## GIVEN TASK
Identify every line in the listing below that contains the string "sign", and copy each such line in full. Case counts, so treat uppercase and lowercase letters as different.

## MATERIAL FOR THE TASK
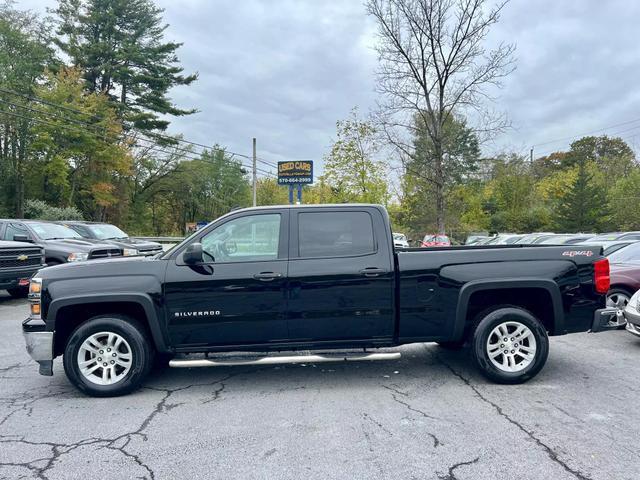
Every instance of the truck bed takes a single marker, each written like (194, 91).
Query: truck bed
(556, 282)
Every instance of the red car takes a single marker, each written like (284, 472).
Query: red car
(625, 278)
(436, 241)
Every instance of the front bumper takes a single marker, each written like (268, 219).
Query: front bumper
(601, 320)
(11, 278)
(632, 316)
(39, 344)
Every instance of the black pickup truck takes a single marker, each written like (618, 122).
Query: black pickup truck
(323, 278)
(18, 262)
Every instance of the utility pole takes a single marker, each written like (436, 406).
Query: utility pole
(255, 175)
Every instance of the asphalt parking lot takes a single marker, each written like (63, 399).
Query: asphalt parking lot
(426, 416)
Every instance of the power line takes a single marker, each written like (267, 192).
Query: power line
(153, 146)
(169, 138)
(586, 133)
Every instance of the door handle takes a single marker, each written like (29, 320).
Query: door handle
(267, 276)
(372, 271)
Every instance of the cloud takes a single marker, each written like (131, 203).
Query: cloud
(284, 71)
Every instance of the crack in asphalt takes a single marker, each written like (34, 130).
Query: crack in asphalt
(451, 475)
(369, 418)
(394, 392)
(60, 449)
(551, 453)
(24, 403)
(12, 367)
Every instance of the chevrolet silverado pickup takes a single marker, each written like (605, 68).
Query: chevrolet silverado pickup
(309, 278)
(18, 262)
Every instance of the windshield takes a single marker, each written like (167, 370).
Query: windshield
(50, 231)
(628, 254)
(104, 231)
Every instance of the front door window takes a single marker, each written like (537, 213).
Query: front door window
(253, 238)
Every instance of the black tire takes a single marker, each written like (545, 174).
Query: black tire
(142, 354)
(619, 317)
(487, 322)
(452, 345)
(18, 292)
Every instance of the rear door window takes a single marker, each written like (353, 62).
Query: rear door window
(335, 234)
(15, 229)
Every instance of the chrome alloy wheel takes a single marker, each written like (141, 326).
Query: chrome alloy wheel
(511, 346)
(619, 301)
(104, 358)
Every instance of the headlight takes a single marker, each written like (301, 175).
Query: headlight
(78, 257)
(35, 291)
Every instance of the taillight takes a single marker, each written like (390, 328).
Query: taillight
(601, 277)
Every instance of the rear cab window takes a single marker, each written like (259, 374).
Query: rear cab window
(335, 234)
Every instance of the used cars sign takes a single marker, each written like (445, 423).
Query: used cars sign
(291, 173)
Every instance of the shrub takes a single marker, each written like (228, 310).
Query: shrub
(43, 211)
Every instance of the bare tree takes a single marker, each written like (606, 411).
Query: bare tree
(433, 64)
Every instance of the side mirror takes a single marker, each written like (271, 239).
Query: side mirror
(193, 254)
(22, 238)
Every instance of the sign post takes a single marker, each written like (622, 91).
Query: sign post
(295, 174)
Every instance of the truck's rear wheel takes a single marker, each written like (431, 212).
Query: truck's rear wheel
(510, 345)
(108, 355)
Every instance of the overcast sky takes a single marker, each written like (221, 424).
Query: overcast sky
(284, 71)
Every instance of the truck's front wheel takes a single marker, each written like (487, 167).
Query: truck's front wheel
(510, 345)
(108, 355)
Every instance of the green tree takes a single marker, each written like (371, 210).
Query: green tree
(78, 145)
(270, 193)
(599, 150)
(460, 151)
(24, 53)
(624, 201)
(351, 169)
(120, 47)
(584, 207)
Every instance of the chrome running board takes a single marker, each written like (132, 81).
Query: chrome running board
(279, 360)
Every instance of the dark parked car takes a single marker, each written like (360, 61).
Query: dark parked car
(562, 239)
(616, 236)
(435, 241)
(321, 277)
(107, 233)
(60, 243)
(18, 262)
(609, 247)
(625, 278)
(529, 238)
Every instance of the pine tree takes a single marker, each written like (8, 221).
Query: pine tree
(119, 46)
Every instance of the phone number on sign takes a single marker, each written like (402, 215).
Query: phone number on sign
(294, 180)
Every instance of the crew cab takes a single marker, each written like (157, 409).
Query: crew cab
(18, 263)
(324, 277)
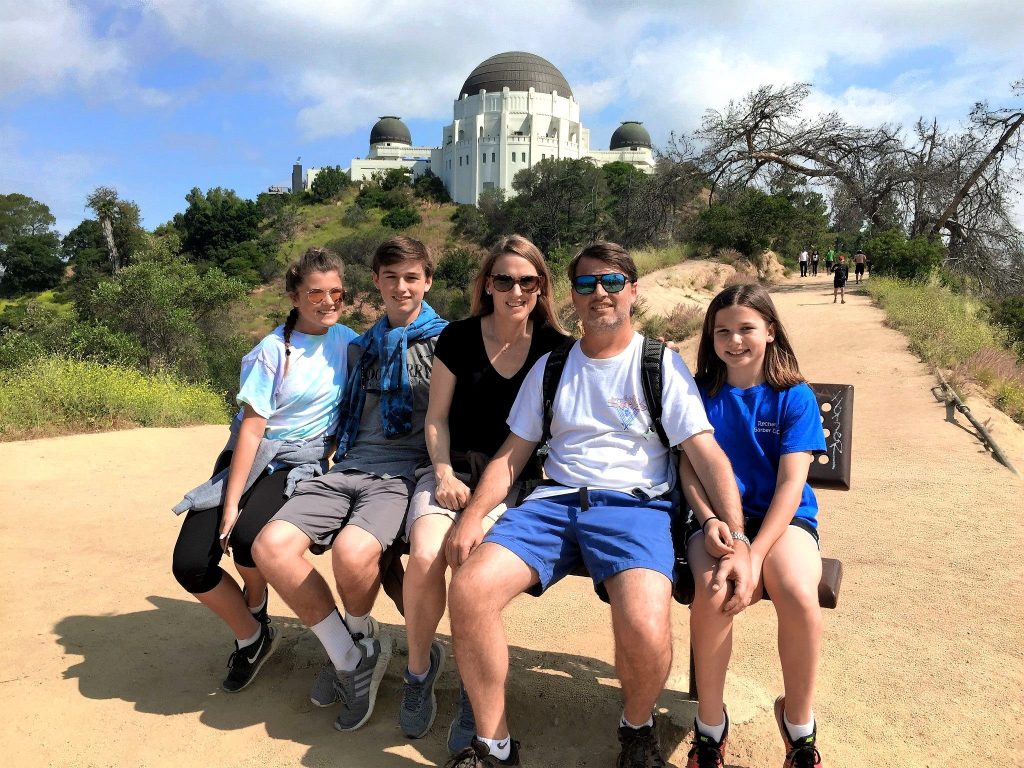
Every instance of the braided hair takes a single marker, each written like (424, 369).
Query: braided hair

---

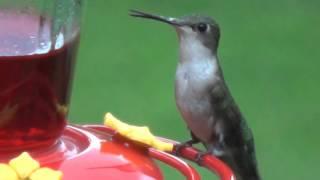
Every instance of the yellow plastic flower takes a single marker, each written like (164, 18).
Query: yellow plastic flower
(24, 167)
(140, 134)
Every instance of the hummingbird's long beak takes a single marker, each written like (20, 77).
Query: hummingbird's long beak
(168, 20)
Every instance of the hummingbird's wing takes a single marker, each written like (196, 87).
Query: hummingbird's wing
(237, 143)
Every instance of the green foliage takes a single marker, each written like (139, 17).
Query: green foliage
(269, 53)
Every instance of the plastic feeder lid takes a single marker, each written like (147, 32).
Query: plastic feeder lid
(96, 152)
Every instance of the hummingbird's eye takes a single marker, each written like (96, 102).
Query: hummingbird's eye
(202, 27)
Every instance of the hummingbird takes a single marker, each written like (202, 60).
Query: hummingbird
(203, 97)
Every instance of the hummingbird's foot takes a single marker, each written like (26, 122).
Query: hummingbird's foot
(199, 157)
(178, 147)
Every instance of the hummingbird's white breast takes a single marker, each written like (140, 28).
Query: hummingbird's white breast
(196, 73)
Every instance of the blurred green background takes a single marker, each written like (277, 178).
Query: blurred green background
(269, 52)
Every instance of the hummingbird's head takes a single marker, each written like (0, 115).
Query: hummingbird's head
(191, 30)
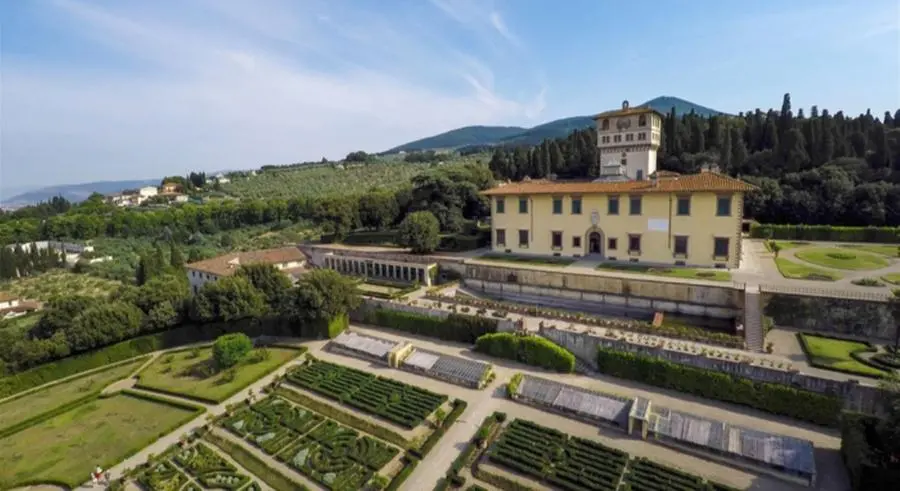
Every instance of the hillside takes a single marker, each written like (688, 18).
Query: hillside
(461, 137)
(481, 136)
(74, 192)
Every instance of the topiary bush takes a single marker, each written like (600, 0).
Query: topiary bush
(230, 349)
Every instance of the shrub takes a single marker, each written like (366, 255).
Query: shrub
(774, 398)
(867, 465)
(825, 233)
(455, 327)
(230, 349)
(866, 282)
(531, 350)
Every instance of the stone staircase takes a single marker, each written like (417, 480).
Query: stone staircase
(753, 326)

## COMPLETED TASK
Every instance of the used cars sign takes a single marker, each written like (445, 423).
Query: used cars sign
Every instance of the sign post takes a single marker, each written like (622, 91).
Query: sign post
Every instance of the phone number on sign takes a single marker, each written like (402, 215).
Query: phone number on sign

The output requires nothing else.